### [EXTRAIT CHOISI]
□ □ □ □ □ □ □

Au cœur de cette nuit si particulière, alors que l’histoire semblait ne connaître aucune surprise – l’occupant romain continuerait son oppression, les prêtres du Temple de faire la loi, les pharisiens d’exiger des d’autres ce qu’ils ne s’appliquent pas à eux-mêmes, les pauvres d’être pauvres, les bergers de garder leurs troupeaux – voilà que se produit la plus grande des surprises, inattendue, étonnante, déroutante. Un petit enfant est né. Vous me direz ; il y a du en naître d’autres cette nuit-là. Oui, mais celui-là est différent. Dans la pauvreté de sa naissance, entouré de Marie et de Joseph, réfugiés dans une étable « car il n’y avait pas de place pour eux dans la salle commune », Dieu se révèle comme le Sauveur de son peuple. Ses anges viennent en renfort pour annoncer la nouvelle. Quel étonnement ! C’est peut-être d’ailleurs la clé pour entrer dans le mystère de Noël. L’étonnement. Que de fois, ne croyez-vous pas ?, nous sommes blasés, ou bien repus de tout, de notre confort, ou bien paralysés par notre morosité et notre déprime. Rien ne peut changer. Personne ne peut y faire quelque chose.
Il y a quelques jours, le Pape a expliqué que pour bien fêter Noël, nous sommes appelés à nous arrêter sur les lieux de l’étonnement. « Quels sont ces lieux de l’étonnement dans la vie quotidienne ? »[1], a demandé le Saint-Père. Il y en a trois. Et je me propose de les reprendre avec vous. Recevez-les comme trois invitations que je vous lance.
 
Le premier lieu d’étonnement est l’autre, dans lequel nous devons reconnaître un frère, parce que depuis la Nativité de Jésus, chaque visage porte sur lui la ressemblance avec le Fils de Dieu. Surtout quand il s’agit du visage d’un pauvre, parce que c’est pauvre que le Seigneur est entré dans le monde, et par les pauvres, avant tout, qu’il s’est laissé approcher. De nos rencontres avec des personnes âgées, malades, défavorisées, rencontres souvent fortuites et qui exigent de nous le courage d’aller précisément à la rencontre, de tendre la main, d’échanger quelques paroles, de poser un regard bienveillant, de ces rencontres, donc, jaillit le plus souvent la joie. Pourquoi ? Parce que nous recevons plus que nous n’avons donné, parce que le Christ a agi en nous et par nous. Nous sentons alors qu’avec Lui nous devenons plus forts, plus aimables, meilleurs tout simplement.

□ □ □ □ □ □ □

### [OBJECTIF DE L'EXERCICE]
Dans l'extrait choisi, quel est le premier lieu d'étonnement ?

### [MATÉRIEL FOURNI]
□ □ □ □ □ □ □

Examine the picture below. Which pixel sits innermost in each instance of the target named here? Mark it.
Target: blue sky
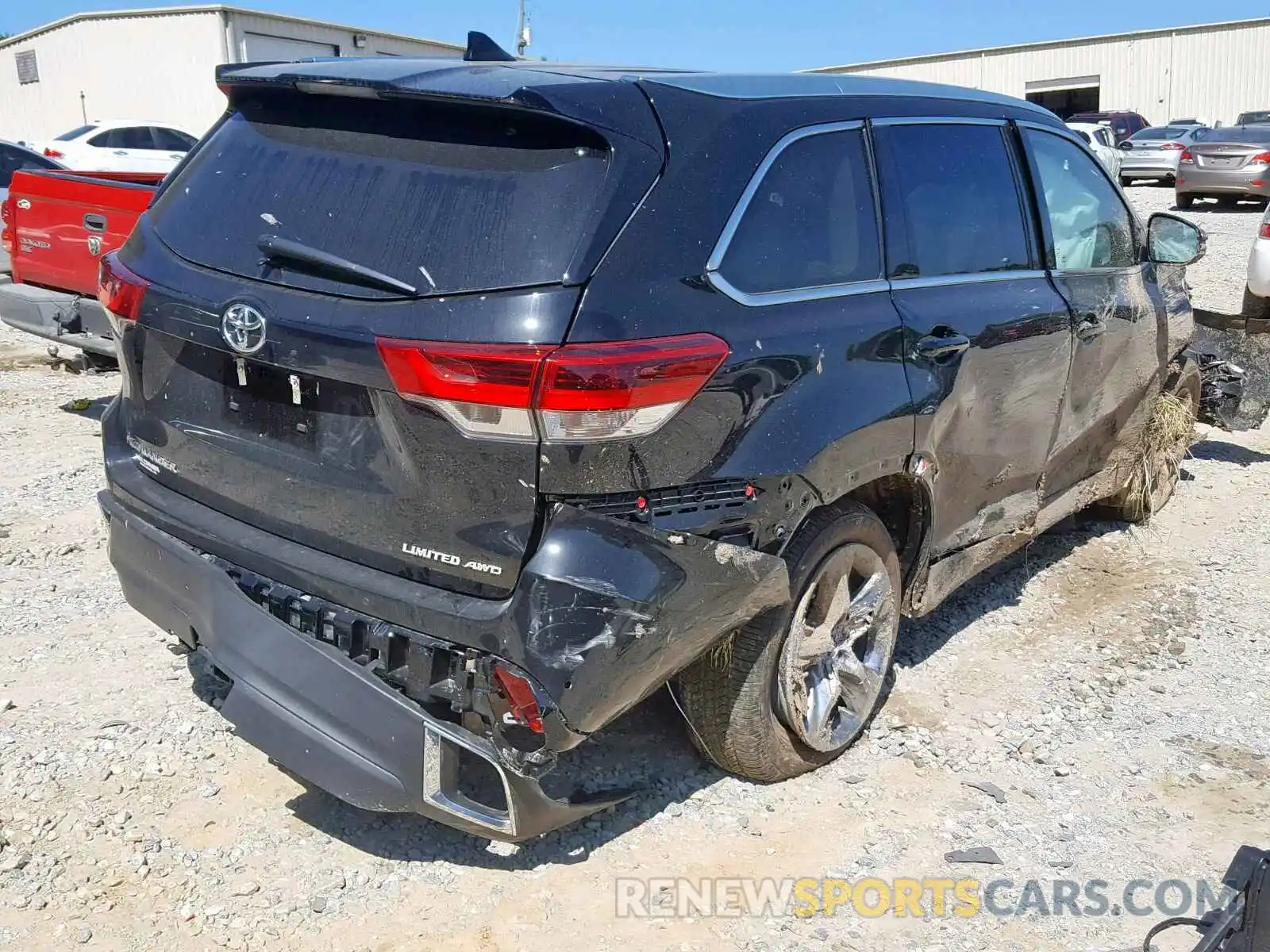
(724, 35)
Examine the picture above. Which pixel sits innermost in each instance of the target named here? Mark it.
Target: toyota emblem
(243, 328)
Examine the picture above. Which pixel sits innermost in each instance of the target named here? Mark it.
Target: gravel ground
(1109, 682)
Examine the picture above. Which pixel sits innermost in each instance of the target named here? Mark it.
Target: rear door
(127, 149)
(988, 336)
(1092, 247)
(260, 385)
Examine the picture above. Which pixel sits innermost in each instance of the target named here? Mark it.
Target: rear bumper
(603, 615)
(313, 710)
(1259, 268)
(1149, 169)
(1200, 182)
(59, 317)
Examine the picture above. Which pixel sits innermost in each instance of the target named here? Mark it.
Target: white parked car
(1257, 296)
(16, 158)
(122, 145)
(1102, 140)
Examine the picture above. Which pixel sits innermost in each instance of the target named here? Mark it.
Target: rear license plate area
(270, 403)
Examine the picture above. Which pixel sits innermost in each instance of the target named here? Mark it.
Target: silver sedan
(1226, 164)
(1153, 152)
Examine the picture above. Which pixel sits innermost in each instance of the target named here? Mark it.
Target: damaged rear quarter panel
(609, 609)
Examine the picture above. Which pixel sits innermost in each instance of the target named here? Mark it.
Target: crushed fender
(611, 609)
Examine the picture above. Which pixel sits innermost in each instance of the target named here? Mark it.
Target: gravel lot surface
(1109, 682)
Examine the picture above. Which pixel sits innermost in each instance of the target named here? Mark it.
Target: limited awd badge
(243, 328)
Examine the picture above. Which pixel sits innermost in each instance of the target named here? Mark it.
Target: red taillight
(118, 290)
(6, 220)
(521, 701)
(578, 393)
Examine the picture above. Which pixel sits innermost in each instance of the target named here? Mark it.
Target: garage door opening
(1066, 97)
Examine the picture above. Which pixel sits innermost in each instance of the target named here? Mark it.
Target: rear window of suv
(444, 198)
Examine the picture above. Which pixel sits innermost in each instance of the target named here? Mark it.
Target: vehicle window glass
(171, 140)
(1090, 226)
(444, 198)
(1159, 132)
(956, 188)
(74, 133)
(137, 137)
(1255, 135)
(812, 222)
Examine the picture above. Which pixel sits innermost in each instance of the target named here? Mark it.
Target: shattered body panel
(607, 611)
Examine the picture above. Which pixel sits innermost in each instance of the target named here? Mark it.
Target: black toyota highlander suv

□ □ □ □ □ □ □

### [RÉPONSE RÉDIGÉE]
L'autre, dans lequel nous devons reconnaître un frère.